-- start --
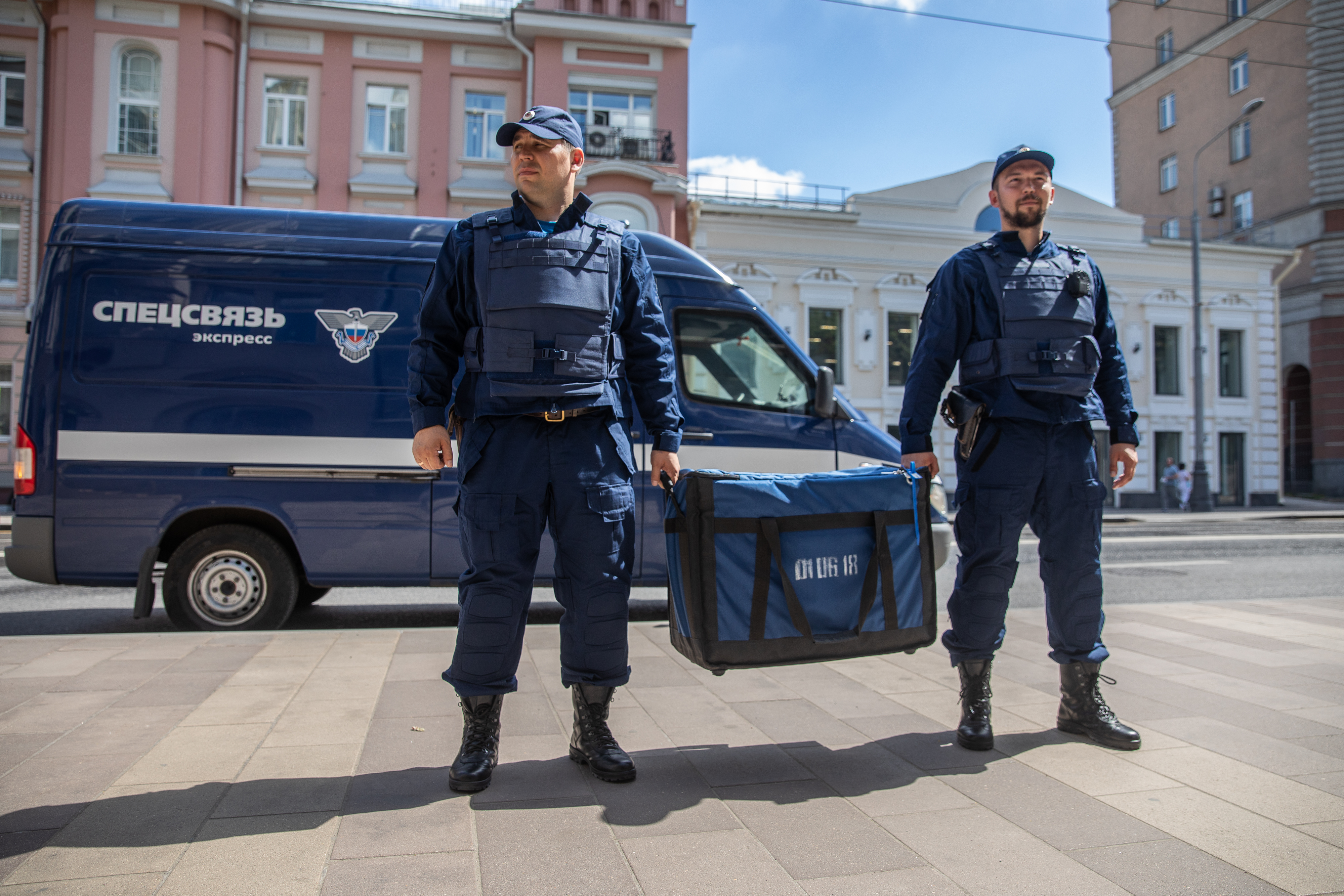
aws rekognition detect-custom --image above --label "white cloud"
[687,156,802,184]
-- end --
-- start --
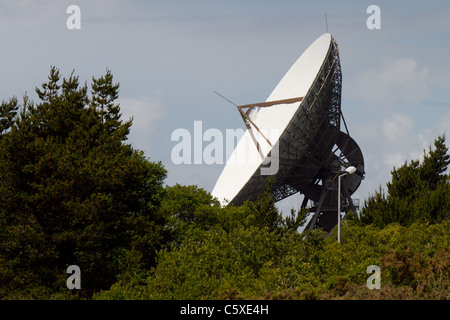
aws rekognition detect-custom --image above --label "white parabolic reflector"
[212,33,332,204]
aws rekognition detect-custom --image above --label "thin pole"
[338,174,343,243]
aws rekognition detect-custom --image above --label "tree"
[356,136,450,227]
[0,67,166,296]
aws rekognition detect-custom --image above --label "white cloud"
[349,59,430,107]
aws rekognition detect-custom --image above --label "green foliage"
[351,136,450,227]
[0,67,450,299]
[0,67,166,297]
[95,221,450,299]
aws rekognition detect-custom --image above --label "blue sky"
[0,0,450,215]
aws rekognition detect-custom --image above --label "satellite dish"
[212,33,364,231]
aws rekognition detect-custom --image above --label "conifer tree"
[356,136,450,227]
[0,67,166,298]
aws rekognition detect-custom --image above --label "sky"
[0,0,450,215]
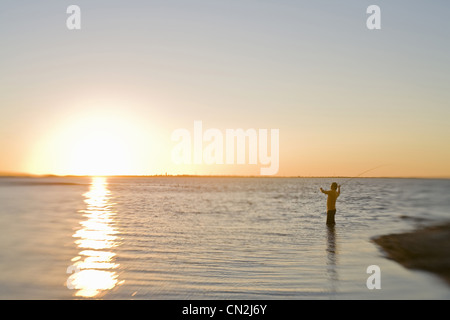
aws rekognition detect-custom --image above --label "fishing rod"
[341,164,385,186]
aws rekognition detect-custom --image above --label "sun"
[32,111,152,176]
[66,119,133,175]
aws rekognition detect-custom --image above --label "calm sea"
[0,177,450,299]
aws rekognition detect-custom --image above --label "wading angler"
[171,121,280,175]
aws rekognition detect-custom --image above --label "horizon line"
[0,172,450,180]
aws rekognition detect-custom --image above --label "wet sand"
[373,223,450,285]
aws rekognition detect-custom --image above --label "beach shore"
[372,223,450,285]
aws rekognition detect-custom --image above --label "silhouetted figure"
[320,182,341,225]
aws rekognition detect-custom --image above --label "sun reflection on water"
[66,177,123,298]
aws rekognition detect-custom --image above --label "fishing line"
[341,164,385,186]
-- end --
• Short problem: Count the lines in the records above that contain the string "tree", treating uppercase and lowercase as different, and reply with the number alone.

• Full answer: 2